[Collected data]
--- START ---
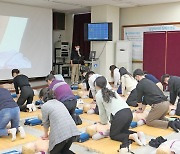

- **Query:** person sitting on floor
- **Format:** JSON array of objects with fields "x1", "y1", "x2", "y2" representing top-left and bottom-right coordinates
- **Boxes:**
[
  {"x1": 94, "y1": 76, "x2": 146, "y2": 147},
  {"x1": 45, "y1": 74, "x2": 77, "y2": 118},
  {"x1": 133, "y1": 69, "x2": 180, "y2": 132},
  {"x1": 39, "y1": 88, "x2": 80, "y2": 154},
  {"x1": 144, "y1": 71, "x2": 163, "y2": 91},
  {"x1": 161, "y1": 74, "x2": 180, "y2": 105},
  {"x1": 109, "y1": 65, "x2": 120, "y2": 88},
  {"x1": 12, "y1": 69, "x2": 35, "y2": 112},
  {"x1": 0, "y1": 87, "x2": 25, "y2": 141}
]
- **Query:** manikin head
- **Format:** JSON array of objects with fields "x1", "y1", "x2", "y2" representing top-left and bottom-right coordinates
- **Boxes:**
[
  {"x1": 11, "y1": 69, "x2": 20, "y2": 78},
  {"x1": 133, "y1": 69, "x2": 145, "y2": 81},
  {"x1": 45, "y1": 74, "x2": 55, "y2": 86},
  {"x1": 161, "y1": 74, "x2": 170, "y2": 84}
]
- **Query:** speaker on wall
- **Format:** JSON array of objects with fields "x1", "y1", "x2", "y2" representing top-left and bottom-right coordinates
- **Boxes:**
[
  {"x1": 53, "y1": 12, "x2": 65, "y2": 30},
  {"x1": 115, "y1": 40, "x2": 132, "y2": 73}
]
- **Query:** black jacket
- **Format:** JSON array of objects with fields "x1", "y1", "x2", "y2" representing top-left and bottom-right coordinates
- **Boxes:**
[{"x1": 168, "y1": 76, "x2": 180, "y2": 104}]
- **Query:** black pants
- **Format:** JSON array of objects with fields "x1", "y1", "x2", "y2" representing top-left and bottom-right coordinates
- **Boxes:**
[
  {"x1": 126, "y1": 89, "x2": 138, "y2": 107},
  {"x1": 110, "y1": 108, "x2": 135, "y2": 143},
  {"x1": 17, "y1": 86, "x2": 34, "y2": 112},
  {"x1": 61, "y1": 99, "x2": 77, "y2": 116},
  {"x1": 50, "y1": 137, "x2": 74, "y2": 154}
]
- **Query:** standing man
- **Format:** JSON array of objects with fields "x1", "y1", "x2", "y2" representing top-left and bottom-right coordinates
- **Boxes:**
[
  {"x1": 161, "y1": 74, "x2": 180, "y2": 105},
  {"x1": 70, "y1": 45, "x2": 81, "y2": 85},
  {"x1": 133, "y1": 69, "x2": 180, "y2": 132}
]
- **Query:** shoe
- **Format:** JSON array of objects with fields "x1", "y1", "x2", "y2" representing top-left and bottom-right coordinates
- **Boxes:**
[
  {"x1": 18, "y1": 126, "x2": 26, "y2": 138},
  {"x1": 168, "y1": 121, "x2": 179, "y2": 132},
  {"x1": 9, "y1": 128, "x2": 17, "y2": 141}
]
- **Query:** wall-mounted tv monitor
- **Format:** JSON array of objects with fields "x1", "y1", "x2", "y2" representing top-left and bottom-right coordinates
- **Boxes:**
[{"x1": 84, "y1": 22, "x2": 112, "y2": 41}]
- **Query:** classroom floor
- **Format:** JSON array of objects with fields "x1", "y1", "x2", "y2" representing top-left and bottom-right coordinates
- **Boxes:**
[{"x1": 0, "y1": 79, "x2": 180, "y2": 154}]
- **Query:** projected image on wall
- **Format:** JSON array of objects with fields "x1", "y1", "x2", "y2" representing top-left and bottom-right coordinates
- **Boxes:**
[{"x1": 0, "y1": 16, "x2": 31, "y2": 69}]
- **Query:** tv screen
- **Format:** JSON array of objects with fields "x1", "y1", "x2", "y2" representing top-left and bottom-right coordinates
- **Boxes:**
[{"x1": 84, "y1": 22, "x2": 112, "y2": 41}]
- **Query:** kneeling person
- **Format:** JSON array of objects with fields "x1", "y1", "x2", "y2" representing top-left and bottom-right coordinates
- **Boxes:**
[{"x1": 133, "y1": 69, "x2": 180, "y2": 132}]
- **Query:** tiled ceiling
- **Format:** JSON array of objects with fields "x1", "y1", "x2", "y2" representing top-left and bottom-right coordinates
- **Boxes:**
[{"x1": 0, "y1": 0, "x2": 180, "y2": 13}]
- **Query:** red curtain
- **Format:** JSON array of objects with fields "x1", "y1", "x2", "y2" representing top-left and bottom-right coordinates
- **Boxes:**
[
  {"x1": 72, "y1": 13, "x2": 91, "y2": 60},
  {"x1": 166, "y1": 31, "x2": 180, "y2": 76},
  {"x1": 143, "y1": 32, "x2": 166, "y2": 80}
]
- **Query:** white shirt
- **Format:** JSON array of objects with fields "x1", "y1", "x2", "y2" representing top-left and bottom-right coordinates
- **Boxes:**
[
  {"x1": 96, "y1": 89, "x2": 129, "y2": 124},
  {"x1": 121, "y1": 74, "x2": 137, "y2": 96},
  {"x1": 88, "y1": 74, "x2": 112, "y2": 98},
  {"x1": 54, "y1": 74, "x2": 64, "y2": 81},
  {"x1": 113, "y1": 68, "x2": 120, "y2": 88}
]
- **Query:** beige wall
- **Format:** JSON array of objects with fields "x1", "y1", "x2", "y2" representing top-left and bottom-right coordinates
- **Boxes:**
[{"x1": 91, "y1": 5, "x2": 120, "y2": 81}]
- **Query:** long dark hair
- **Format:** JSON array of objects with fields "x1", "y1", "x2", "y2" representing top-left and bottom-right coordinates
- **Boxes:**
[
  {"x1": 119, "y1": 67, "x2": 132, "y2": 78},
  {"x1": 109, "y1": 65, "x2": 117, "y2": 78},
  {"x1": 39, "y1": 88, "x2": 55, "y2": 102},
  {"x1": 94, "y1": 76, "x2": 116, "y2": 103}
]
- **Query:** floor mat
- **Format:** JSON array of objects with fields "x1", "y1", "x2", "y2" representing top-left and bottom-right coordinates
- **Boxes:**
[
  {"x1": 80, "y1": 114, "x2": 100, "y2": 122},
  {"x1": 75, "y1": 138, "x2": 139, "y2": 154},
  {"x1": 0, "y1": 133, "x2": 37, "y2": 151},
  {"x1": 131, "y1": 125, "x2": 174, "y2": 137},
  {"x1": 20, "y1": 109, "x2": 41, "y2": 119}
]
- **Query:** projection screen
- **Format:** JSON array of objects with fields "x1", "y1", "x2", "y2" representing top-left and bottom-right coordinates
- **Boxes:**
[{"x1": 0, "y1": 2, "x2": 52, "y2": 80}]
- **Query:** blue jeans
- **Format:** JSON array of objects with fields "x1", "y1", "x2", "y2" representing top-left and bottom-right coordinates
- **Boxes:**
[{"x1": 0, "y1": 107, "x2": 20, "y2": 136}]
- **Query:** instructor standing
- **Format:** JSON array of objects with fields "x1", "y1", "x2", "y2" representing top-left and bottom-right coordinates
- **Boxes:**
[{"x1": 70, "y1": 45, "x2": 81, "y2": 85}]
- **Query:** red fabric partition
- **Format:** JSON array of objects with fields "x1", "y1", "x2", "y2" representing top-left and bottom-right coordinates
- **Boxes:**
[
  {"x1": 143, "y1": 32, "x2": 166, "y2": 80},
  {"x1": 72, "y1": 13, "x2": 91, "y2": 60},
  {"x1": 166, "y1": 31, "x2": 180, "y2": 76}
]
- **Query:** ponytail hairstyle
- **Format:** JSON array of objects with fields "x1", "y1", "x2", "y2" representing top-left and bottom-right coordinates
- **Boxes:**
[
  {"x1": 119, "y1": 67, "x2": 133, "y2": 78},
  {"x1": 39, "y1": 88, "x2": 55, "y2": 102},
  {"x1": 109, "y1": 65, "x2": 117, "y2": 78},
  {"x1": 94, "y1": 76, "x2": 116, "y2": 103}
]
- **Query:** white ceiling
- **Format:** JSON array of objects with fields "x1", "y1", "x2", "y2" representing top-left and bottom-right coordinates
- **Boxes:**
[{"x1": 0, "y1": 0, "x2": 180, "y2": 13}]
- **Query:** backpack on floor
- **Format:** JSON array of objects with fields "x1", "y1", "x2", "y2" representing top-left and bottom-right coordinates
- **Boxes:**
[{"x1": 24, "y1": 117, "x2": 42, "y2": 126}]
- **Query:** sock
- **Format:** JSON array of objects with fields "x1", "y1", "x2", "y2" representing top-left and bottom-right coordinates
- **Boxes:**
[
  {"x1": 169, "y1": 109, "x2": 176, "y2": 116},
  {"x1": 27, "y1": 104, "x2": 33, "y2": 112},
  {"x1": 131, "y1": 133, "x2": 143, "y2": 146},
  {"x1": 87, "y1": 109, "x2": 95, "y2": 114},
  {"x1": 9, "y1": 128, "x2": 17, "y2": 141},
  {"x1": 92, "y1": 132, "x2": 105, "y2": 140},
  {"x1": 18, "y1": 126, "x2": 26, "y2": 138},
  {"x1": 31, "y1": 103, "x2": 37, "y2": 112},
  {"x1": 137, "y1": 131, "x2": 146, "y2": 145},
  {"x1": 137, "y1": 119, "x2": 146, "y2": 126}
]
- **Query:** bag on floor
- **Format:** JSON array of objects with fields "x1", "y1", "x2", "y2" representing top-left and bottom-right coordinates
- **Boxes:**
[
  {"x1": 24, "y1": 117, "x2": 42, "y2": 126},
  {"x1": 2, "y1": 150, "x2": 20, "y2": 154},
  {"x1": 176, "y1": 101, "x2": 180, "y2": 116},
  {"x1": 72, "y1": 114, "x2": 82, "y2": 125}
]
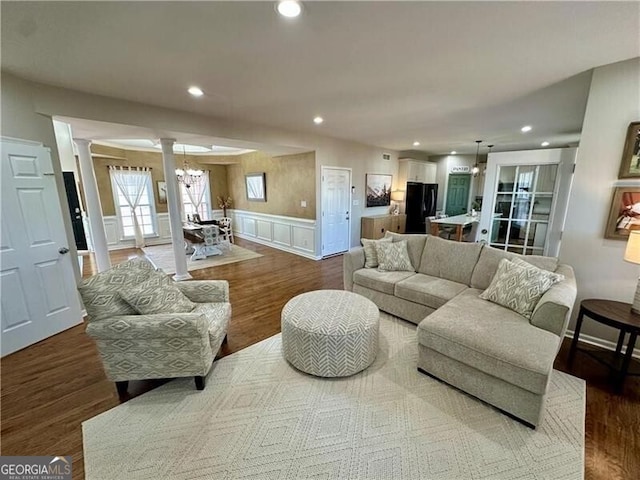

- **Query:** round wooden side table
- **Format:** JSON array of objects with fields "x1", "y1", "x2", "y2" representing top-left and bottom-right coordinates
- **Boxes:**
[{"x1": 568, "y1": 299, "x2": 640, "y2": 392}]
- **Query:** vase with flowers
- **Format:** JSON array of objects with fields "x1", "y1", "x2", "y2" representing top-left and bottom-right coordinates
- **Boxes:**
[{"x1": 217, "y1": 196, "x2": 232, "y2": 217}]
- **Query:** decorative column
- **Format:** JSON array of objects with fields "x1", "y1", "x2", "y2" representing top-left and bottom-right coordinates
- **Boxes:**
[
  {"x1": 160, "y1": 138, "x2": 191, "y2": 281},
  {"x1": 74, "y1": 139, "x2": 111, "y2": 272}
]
--- END ---
WHAT IS EXPECTED:
Copy out each line of the entries where the word "ceiling" is found.

THE COMPLETED TASK:
- **Query:** tiled ceiling
- **Query:** white ceiling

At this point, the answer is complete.